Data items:

______

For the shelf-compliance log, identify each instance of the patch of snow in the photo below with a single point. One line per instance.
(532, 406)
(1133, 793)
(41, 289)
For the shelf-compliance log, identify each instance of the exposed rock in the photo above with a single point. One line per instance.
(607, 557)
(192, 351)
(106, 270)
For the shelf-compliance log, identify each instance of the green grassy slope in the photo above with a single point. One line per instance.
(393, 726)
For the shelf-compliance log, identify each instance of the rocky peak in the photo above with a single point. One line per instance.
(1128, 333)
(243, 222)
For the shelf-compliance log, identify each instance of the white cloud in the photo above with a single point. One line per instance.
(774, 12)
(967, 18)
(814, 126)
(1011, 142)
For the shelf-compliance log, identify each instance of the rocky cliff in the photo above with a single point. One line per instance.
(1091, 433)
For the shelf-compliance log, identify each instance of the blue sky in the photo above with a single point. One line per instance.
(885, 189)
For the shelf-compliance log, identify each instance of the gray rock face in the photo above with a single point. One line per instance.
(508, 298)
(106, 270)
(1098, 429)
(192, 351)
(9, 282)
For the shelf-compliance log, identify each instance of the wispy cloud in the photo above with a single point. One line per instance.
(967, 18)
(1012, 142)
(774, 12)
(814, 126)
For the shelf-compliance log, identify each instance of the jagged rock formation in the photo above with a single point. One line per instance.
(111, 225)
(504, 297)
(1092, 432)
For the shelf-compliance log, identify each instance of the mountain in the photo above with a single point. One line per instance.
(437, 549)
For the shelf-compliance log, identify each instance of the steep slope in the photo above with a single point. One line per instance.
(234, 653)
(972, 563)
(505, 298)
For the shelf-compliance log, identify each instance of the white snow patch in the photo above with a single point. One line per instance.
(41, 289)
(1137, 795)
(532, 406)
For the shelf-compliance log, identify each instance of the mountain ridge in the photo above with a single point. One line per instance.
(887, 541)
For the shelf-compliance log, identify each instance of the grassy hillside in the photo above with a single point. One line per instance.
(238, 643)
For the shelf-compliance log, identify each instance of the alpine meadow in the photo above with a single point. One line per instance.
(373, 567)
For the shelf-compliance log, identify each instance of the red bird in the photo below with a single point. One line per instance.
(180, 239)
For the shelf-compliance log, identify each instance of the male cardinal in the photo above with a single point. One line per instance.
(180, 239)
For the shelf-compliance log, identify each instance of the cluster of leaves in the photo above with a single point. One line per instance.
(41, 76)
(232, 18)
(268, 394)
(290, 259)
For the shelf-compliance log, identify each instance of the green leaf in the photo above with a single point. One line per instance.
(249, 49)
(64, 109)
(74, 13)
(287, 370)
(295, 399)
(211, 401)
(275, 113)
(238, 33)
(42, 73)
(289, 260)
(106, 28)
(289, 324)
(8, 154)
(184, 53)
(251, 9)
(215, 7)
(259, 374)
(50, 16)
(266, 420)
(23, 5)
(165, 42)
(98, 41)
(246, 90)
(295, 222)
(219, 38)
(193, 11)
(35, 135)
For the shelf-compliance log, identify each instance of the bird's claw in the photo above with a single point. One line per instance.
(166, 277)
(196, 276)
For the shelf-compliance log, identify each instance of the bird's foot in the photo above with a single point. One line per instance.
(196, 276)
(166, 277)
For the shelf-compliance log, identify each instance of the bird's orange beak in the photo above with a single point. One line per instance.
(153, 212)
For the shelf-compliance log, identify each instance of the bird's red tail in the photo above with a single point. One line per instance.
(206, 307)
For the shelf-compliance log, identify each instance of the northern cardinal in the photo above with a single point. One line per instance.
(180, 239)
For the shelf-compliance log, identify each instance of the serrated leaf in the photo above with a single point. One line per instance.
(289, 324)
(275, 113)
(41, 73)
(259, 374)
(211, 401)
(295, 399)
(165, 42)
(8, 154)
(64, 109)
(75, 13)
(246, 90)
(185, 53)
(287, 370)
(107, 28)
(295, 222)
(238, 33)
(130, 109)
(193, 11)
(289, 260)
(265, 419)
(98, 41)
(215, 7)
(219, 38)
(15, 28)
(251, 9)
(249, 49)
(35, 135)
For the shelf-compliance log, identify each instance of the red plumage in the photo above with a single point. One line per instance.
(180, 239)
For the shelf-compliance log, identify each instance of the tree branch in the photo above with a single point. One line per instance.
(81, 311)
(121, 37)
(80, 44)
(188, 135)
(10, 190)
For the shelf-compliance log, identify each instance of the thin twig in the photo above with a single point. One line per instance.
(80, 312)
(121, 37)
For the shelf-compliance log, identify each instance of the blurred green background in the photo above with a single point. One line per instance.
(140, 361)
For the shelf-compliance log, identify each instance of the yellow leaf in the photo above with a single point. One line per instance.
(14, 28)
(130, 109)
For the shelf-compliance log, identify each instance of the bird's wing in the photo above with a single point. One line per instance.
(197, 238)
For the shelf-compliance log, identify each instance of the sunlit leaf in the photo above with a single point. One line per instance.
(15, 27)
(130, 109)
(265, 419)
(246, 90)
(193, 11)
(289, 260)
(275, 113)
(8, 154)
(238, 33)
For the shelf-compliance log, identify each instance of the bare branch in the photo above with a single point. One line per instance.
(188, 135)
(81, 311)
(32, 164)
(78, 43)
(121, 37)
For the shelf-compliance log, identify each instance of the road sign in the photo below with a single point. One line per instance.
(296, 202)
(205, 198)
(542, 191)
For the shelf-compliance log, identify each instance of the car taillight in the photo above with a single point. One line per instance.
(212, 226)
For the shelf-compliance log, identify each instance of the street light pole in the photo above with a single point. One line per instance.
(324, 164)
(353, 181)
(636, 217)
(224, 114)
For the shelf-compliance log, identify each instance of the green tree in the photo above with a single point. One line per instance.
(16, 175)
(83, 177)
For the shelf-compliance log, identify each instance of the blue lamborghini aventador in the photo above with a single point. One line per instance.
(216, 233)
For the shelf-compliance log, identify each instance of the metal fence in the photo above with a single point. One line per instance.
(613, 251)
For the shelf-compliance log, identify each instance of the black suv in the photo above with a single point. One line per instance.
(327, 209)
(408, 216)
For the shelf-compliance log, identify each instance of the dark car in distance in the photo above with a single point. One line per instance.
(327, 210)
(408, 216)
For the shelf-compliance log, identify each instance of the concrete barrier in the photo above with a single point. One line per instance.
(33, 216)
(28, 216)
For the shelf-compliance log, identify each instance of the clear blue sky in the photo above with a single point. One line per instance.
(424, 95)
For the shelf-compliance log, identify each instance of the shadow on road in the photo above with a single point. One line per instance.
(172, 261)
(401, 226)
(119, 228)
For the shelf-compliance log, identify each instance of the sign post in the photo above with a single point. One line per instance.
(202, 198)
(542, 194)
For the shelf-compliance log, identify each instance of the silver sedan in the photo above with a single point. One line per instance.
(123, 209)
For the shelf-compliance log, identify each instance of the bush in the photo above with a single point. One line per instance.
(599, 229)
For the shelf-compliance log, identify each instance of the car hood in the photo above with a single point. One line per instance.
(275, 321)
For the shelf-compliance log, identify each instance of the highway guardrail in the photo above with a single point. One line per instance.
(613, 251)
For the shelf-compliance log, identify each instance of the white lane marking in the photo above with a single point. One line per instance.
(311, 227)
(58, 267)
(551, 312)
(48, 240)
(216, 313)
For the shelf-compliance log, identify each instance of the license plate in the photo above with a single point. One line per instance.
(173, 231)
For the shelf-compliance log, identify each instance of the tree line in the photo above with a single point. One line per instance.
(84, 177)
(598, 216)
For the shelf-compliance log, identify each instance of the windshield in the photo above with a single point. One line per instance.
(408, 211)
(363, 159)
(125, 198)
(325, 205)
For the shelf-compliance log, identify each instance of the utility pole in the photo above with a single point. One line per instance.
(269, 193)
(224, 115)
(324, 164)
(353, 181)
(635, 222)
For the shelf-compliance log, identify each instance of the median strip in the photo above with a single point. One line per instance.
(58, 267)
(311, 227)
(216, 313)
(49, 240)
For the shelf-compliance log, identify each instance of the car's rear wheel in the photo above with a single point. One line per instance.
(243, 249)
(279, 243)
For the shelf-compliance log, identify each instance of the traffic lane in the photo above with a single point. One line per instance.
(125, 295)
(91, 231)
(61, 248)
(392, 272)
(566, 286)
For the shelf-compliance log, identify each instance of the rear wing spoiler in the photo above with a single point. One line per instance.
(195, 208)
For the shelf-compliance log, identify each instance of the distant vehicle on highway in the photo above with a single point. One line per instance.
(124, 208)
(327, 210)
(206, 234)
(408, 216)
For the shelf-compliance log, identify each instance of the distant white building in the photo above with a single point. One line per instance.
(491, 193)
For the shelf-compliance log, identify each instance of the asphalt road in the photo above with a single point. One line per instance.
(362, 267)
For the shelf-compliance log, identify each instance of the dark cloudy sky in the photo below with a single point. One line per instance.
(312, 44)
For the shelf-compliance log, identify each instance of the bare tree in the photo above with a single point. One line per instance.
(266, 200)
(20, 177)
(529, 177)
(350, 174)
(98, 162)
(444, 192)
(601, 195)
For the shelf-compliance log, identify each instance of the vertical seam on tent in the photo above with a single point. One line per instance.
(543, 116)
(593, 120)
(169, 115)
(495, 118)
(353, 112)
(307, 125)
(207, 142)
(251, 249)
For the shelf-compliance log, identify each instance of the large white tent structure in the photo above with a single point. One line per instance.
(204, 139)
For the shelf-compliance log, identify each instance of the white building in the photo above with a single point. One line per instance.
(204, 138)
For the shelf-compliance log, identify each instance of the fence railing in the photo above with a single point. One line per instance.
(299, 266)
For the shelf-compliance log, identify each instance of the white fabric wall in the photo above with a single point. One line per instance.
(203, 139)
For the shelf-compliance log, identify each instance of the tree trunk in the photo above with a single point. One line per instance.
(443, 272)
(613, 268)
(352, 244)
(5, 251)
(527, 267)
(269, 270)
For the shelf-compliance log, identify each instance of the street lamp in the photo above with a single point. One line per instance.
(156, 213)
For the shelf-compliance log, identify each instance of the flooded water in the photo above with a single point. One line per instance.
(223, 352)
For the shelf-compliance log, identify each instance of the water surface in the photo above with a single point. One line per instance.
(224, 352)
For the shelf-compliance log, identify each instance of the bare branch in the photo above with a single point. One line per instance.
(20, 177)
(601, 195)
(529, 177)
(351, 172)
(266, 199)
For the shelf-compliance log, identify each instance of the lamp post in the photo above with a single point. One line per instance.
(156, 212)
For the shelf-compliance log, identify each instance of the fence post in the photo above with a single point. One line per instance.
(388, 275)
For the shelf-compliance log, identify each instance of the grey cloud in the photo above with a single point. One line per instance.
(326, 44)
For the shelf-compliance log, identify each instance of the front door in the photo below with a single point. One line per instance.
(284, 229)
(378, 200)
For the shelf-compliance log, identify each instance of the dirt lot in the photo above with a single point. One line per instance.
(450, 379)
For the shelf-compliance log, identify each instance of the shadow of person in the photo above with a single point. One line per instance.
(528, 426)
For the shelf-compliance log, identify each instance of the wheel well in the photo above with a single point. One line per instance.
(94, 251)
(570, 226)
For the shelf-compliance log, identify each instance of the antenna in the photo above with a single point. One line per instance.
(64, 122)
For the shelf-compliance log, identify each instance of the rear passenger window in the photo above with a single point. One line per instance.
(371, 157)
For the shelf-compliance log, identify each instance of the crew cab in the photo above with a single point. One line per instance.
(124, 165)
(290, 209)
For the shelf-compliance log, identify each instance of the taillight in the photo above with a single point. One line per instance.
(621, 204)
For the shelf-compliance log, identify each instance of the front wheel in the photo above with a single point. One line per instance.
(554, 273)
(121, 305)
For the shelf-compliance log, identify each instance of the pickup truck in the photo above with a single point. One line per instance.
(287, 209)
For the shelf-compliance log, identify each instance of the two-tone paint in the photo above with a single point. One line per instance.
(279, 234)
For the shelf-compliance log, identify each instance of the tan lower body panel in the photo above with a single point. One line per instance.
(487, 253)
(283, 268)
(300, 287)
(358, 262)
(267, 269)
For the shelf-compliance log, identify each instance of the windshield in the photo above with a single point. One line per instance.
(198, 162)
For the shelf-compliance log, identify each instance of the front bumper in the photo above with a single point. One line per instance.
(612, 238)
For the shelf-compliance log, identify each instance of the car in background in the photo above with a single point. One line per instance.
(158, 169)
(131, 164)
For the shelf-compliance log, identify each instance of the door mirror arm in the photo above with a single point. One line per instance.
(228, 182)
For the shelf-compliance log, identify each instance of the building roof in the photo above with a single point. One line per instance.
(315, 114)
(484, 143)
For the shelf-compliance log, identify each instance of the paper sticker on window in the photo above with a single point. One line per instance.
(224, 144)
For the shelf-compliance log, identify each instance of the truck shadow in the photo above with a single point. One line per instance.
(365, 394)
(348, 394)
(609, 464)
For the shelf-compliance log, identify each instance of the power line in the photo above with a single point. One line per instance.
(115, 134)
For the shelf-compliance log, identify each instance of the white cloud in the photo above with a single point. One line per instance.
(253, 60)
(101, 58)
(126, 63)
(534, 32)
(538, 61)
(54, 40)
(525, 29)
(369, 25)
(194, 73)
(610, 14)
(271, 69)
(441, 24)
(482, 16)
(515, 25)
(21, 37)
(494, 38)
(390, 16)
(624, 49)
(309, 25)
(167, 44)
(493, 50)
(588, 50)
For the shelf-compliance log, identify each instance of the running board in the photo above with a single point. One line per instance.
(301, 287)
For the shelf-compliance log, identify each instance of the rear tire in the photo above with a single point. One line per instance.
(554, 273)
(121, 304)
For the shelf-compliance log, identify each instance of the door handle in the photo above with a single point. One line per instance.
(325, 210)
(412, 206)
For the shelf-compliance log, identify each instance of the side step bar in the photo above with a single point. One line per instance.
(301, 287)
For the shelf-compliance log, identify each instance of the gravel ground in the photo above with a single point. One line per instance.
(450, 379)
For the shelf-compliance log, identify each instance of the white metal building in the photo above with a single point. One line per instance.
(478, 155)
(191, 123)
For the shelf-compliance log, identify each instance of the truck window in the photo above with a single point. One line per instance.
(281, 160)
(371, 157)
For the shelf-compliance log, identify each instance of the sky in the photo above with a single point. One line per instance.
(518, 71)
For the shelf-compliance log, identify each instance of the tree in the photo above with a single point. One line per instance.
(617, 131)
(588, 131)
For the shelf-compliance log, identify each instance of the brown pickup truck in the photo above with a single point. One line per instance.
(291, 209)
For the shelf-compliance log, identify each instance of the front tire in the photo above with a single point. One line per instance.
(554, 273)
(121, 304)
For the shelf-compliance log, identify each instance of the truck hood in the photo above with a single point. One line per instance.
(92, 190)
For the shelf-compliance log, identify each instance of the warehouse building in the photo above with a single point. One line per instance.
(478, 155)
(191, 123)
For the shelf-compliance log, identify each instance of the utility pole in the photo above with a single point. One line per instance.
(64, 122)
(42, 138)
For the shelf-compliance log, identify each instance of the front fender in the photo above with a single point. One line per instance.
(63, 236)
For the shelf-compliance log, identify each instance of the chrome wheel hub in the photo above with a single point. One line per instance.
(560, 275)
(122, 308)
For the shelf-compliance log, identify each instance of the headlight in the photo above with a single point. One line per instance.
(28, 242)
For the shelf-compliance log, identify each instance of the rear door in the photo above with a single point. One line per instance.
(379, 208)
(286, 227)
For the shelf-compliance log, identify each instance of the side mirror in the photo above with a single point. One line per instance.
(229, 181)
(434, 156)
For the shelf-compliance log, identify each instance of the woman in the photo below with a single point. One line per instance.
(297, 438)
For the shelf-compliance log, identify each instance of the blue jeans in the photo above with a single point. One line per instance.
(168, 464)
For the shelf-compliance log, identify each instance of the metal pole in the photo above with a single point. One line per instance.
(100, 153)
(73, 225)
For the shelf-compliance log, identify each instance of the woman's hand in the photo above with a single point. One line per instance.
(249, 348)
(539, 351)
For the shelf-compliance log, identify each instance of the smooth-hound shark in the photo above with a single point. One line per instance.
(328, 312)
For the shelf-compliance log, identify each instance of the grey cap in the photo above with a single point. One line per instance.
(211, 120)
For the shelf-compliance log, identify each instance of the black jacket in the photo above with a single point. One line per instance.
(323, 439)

______

- _Task_:
Through the last line of the entries above, beginning at the line containing "the metal pole", transcribe each line exactly, both ends included and nothing more.

- _Right answer_:
For the shelf-compliance log, identify each instance of the metal pole in the photo above with a single point. One line per instance.
(100, 153)
(73, 225)
For the shelf-compliance log, identify each instance of the woman's hand in the photo above with a single point. One line per instance.
(249, 348)
(539, 351)
For the shelf-compliance log, identify each instance of the smooth-hound shark in the photo above with a single point. One line per instance.
(328, 312)
For the shelf-compliance log, identify each instance of the grey cap in the photo above with a single point. One line per instance.
(211, 120)
For the shelf-compliance log, identify each instance of the black jacket in the photo above with a single point. One line per instance.
(323, 439)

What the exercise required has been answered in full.